**AIM OF THE EXERCISE**
Each record should be set down again so that it matches the original exactly.

**DATA EXTRACT**
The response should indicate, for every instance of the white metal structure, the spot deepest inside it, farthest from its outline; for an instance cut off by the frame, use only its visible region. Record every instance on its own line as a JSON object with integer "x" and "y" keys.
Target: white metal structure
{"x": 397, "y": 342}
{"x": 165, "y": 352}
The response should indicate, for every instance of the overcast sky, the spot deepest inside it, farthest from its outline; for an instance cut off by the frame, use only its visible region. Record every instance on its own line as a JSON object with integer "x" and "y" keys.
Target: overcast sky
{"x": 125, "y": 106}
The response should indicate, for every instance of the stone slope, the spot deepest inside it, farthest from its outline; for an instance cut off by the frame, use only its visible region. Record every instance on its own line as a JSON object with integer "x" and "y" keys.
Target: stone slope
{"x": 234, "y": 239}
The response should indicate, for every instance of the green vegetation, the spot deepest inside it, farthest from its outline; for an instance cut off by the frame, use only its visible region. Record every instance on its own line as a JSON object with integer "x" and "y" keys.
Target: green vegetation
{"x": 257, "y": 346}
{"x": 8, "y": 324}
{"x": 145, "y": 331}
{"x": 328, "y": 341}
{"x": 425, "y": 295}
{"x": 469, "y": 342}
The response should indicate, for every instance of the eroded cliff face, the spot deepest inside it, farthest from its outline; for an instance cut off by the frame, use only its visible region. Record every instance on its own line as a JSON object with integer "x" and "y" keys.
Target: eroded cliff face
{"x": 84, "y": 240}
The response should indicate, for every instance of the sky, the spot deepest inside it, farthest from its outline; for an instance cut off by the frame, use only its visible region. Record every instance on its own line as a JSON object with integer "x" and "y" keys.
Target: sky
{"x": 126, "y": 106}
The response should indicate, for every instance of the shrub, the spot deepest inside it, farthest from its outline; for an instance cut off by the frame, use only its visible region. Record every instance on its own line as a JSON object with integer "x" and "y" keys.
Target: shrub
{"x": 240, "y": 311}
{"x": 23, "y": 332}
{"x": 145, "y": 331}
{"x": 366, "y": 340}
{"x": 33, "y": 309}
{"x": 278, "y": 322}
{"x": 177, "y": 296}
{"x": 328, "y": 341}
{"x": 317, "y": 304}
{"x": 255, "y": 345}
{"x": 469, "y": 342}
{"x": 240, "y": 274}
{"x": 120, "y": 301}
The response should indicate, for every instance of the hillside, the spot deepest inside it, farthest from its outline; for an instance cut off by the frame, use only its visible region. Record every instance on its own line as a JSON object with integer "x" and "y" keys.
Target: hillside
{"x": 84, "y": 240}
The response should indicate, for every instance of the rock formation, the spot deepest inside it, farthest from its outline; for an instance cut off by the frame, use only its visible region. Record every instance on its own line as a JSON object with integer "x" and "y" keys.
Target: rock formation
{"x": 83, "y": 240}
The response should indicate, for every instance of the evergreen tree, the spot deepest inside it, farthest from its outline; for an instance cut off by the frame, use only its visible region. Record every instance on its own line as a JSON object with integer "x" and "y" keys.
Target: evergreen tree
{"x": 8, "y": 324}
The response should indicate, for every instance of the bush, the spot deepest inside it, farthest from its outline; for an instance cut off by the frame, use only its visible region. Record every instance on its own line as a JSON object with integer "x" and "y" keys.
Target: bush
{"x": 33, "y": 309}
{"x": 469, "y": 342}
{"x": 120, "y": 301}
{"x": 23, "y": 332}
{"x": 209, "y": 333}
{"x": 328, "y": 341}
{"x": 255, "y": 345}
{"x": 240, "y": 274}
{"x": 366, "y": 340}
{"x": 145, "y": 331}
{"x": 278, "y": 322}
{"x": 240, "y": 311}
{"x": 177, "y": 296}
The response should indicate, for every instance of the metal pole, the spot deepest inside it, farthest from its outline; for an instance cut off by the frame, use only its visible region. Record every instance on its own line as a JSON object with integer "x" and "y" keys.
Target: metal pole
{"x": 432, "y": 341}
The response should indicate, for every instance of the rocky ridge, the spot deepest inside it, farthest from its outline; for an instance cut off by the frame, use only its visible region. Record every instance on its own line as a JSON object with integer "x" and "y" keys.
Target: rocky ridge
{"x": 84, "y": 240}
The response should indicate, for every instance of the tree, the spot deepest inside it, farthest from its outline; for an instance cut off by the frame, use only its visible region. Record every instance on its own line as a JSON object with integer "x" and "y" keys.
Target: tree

**SOLUTION FOR THIS PROBLEM**
The response should indicate, for every instance of the white metal structure, the spot deepest inside it, farthest from its outline; for an instance cut off by the frame, use only its visible region. Record every instance on its own line as a JSON object with integer "x" and "y" keys.
Target: white metal structure
{"x": 397, "y": 342}
{"x": 165, "y": 352}
The response should indicate, for every instance of the overcast sky, the spot deepest inside it, farthest from its outline; for an instance cut off by the frame, use only its visible region. Record every instance on its own line as a JSON object with integer "x" and "y" keys.
Target: overcast sky
{"x": 125, "y": 106}
The response should indicate, for every instance of the stone slope, the spot deepest inside it, farthest from its outline; for an instance cut off by the frame, use only its visible region. Record every instance on its own line as a JSON object with integer "x" and "y" keys.
Target: stone slope
{"x": 234, "y": 239}
The response should indicate, for every instance of the green vegetation, the spot deepest inside it, farthest from its outline; for an instance cut off by the frame, use only its visible region. Record every instance on its own line as a JSON object with integer "x" and "y" keys.
Target: green vegetation
{"x": 257, "y": 346}
{"x": 8, "y": 324}
{"x": 145, "y": 331}
{"x": 328, "y": 341}
{"x": 425, "y": 295}
{"x": 469, "y": 342}
The response should indicate, for every instance of the eroded cliff face, the spot deepest inside it, farthest from its outline; for an instance cut off by the frame, use only its visible region. Record every instance on its own line as a JSON object with integer "x" and "y" keys.
Target: eroded cliff face
{"x": 84, "y": 240}
The response should indicate, for every instance of the sky, the spot deepest inside it, farthest from its outline; for an instance cut off by the frame, use only its visible region. Record every instance on its own line as a JSON object with integer "x" and "y" keys.
Target: sky
{"x": 126, "y": 106}
The response should indicate, for every instance of the shrub, the spot deepest inside it, farthest from its outline; for an instance cut off by the frame, use only its visible region. Record every instance on its own line as a JSON object with integer "x" and "y" keys.
Target: shrub
{"x": 240, "y": 311}
{"x": 23, "y": 332}
{"x": 145, "y": 331}
{"x": 366, "y": 340}
{"x": 33, "y": 309}
{"x": 278, "y": 322}
{"x": 177, "y": 296}
{"x": 328, "y": 341}
{"x": 317, "y": 304}
{"x": 255, "y": 345}
{"x": 469, "y": 342}
{"x": 240, "y": 274}
{"x": 120, "y": 301}
The response should indicate, for every instance of the hillside, the spot deepest inside it, farthest from its outline; for an instance cut off by the frame, use only its visible region. Record every instance on its own line as a JSON object with integer "x" and "y" keys.
Target: hillside
{"x": 84, "y": 240}
The response should indicate, for every instance of the rock formation, the spot deepest inside it, farthest from its outline; for an instance cut off by the frame, use only its visible region. Record every instance on its own line as a JSON object with integer "x" and "y" keys.
Target: rock formation
{"x": 83, "y": 240}
The response should indicate, for every instance of the evergreen tree, the spot deepest inside it, farthest from its outline; for an instance cut off by the frame, use only its visible region. Record every instance on its own line as a JSON object with integer "x" and "y" keys.
Target: evergreen tree
{"x": 8, "y": 324}
The response should indicate, for every instance of the bush, the spot deepest inside it, farthest from its outline; for an instance cut off by the frame, use only its visible region. Record every instance on its own line as a JSON object with integer "x" and "y" keys.
Target: bush
{"x": 33, "y": 309}
{"x": 469, "y": 342}
{"x": 120, "y": 301}
{"x": 23, "y": 332}
{"x": 209, "y": 333}
{"x": 328, "y": 341}
{"x": 255, "y": 345}
{"x": 240, "y": 274}
{"x": 366, "y": 340}
{"x": 145, "y": 331}
{"x": 278, "y": 322}
{"x": 240, "y": 311}
{"x": 177, "y": 296}
The response should indicate, for every instance of the metal pole, the spot deepest inside it, farthest from its outline; for an instance cut off by the frame, use only its visible region. Record every instance on its own line as a JSON object with integer "x" and "y" keys.
Target: metal pole
{"x": 432, "y": 341}
The response should indicate, for every instance of the rocky ridge, the spot deepest inside it, farthest from its outline; for an instance cut off by the frame, use only its visible region. Record every instance on its own line as a JSON object with integer "x" and "y" keys.
Target: rocky ridge
{"x": 84, "y": 240}
The response should indicate, for every instance of the tree, the spot deepest inside it, farthest from its outline; for an instance cut off by the frame, use only its visible region. Record every instance on its own line as a JSON object with integer "x" and "y" keys.
Target: tree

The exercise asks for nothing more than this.